**Material shown**
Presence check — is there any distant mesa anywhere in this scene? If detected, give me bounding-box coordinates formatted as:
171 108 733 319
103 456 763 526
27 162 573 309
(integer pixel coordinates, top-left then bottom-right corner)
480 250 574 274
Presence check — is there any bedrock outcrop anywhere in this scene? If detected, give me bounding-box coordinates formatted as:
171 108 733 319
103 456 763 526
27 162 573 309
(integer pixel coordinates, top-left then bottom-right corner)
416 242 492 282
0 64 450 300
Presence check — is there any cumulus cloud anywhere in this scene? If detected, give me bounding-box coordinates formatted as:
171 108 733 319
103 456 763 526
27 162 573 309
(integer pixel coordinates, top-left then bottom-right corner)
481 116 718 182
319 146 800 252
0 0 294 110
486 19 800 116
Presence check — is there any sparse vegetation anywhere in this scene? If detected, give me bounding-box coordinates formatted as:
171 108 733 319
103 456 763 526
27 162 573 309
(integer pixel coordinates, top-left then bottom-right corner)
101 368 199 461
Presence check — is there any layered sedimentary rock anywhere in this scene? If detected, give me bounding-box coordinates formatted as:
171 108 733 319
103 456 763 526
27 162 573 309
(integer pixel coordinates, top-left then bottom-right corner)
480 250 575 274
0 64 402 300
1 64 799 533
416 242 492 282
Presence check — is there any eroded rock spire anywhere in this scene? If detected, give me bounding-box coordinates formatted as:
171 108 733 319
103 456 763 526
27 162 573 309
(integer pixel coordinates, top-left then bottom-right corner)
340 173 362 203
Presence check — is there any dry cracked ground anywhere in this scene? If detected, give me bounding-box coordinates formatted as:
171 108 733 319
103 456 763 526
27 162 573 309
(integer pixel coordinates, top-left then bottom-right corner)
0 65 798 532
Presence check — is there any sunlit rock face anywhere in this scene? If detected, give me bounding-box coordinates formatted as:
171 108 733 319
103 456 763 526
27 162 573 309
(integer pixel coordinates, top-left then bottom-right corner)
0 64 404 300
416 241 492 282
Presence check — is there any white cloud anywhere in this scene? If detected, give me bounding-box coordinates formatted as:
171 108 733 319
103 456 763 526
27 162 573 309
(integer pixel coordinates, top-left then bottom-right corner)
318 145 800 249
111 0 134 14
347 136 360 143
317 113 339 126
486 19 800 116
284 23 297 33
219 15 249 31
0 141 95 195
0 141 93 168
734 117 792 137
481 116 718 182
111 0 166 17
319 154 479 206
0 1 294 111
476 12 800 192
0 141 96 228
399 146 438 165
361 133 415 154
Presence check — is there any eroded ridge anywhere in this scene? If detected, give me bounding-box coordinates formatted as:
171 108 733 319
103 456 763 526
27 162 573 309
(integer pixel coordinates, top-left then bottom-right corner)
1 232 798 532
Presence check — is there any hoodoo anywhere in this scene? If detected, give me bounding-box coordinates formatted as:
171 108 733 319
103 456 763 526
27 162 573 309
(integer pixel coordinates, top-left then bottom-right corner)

**About this exercise**
Which lines contain "give"? Copy each of them from the listing.

**Exercise output**
Presence check — is there any distant mesa anywhere in this scene? If detected, give me bounding-box coordinates formatted as:
Presence check — is there any bedrock outcrop anywhere in this scene? If detected, give me bounding-box coordinates formatted as:
Presence check — is there any cumulus cloud anywhere in this scene? If detected, give me bounding-box coordinates formatted as:
Presence check — is there any sparse vegetation anywhere in this scene? If detected, give me bounding-box coordinates formatted as:
Presence check — is there any layered sedimentary rock anywhere in this scene? If detected, give me bounding-box coordinates formatted as:
Presence check — is there any eroded rock spire anywhere in this scene? If detected, give me bounding-box coordinates formatted as:
Presence check — is there any dry cracked ground anywhere in this scene? If detected, give me bounding-box coordinates formatted as:
Presence check — is there any sunlit rock face anywhere in this scene? If detected, give me bounding-box coordinates formatted as:
Presence check — is there any white cloud anywhere in this scene? If detected, give me bounding-box coordinates formatted as:
Presence check — is there any eroded ridge anywhere in this scene? If detected, give me bounding-box coordinates formatted as:
Presence check — is there any hoodoo anywhere in this scene? If detected, give me bounding-box coordinates formatted as:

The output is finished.